| Assignment |
Go over the data and copy out each line with "road" in it.

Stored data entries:
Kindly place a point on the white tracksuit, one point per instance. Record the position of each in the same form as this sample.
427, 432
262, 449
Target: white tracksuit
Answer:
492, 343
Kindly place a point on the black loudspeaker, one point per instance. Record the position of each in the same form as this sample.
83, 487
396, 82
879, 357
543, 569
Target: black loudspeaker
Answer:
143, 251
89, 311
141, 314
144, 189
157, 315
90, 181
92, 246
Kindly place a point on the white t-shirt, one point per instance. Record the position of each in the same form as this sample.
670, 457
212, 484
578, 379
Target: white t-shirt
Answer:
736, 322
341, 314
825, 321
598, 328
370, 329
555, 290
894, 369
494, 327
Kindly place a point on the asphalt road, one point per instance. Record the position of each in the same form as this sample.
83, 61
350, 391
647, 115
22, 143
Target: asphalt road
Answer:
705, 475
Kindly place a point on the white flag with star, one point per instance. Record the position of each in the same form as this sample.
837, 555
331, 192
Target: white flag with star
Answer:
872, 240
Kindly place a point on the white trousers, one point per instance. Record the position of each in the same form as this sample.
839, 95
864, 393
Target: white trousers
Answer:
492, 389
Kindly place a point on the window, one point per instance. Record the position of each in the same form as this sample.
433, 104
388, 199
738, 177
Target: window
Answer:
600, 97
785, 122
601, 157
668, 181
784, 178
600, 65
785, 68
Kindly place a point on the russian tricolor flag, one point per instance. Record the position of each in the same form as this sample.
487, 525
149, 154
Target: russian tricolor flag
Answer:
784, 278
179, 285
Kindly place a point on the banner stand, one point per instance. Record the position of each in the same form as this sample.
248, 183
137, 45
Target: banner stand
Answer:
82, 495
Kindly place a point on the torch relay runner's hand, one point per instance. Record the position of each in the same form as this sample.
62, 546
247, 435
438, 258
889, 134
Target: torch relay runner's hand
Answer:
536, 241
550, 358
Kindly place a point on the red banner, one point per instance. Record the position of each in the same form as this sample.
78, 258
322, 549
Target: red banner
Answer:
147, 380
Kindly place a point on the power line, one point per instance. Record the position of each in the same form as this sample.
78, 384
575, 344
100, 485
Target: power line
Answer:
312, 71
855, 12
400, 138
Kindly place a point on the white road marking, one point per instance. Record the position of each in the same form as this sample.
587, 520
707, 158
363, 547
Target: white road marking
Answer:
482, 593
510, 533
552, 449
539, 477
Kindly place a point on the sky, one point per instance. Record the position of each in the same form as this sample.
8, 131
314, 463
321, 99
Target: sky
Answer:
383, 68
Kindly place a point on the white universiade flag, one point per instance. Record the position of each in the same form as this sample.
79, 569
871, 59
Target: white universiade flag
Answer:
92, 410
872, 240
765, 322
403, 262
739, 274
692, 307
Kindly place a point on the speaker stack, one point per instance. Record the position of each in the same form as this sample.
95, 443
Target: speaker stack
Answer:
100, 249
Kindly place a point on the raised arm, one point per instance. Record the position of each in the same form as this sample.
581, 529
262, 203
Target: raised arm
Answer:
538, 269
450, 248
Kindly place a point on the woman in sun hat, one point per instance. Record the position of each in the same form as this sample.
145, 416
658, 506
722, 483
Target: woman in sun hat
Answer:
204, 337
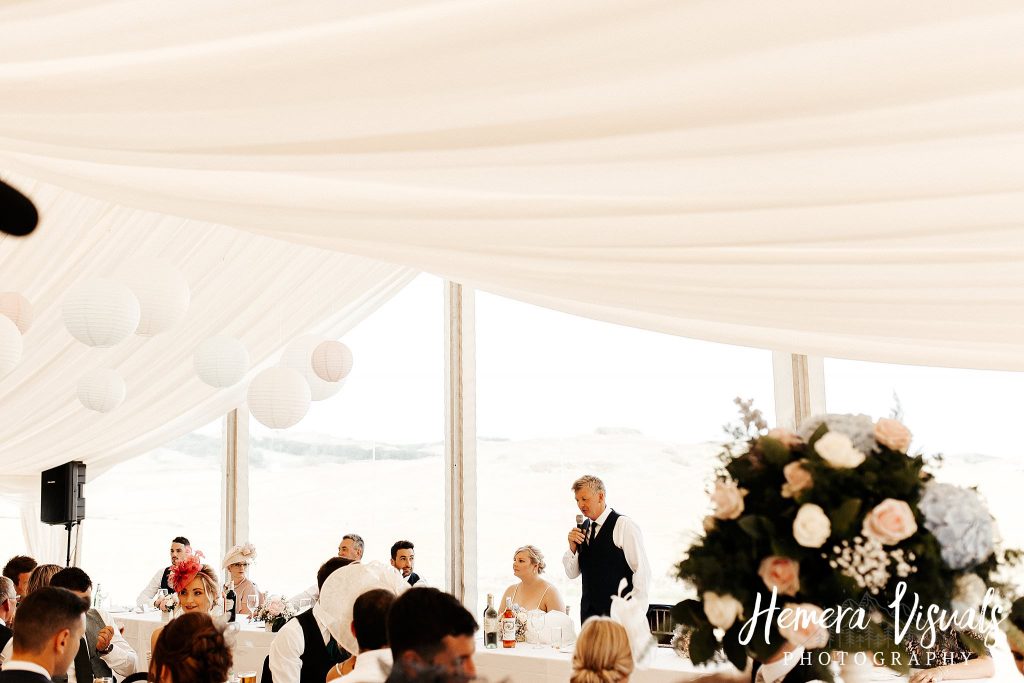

| Answer space |
Kindly place a point on the asphalt road, one point per instance. Record the position of each in the same form as this sample.
Target: asphalt road
Kindly place a point on the white road marking, one point per instance. Record the position of each in the same form as this sample.
Target: white road marking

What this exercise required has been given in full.